* Start *

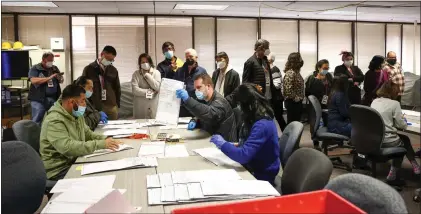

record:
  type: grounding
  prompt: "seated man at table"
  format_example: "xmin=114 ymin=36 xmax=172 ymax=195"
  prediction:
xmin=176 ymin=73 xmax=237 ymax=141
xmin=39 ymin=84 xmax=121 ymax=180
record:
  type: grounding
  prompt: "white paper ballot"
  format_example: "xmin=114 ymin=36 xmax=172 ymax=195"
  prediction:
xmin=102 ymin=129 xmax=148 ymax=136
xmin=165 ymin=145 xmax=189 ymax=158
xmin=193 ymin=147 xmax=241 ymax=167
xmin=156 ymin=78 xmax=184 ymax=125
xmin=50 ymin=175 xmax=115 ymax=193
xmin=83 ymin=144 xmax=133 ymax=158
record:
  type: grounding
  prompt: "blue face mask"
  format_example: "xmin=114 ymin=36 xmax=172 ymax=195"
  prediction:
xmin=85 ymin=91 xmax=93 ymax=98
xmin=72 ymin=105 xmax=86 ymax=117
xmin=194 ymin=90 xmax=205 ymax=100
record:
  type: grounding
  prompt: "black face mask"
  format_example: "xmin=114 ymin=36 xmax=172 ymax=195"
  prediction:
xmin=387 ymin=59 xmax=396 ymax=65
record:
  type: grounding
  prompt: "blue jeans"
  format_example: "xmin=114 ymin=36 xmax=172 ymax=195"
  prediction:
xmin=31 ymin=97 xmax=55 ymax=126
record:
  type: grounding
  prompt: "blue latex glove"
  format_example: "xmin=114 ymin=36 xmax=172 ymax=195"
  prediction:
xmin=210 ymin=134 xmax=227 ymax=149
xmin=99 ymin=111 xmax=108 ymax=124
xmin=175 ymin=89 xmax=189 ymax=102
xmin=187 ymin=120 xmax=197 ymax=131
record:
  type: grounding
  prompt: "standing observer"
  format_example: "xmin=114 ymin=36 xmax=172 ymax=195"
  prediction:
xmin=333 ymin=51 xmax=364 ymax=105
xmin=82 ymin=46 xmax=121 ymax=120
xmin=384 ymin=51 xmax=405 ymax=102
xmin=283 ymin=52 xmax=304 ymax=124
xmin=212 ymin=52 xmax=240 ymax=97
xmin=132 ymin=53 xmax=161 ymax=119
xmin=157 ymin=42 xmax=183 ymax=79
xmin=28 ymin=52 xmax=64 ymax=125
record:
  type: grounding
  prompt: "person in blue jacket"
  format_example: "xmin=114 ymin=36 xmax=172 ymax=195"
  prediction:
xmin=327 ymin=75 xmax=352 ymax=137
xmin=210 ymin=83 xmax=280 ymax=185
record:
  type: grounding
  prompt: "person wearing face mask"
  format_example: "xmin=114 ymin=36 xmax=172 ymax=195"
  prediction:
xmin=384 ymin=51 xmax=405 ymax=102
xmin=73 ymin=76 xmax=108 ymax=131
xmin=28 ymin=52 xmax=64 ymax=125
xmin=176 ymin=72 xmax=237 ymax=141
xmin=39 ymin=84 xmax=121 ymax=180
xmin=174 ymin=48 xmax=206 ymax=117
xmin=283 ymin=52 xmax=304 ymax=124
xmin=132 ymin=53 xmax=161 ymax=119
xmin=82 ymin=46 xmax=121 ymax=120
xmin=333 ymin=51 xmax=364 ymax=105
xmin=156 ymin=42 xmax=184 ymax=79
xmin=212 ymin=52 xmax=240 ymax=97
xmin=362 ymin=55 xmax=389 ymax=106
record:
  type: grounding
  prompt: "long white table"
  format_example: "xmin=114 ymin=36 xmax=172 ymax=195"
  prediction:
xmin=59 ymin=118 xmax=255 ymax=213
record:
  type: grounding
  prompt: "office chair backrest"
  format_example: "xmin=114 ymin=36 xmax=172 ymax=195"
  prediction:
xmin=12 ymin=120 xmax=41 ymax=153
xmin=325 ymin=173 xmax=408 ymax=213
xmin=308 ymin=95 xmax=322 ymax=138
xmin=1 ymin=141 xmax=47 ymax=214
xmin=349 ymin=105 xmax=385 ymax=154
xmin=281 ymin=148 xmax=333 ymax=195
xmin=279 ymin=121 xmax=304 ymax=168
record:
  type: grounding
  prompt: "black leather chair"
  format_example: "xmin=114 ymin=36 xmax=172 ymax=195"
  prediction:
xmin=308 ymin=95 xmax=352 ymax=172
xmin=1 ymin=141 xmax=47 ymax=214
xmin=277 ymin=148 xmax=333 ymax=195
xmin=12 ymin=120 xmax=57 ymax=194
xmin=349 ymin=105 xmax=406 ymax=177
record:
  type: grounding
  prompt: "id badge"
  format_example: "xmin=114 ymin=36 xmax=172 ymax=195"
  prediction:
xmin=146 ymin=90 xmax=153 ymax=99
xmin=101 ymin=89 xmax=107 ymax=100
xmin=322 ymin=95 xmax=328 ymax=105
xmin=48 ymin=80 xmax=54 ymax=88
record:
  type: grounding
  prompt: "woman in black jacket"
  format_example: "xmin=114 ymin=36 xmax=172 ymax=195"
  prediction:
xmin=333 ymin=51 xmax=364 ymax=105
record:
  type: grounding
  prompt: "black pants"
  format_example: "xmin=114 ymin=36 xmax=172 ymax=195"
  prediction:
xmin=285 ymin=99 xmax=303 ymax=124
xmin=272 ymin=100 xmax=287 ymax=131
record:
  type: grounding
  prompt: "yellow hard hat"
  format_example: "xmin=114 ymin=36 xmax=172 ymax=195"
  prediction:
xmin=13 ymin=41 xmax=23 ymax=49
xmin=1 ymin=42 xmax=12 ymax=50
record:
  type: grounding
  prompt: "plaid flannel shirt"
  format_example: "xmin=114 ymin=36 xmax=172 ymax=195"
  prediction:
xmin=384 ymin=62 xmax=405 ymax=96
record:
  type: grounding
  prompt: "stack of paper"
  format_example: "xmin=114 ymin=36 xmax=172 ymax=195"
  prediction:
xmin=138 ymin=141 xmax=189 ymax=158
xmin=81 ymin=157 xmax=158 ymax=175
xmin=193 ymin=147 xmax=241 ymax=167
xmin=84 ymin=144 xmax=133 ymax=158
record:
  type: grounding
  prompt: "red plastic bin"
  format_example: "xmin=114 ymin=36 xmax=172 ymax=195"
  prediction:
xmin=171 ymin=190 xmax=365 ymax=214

* End *

How many lines in the items above contain the word "table"? Reply with the number alone.

-- Solution for this exercise --
2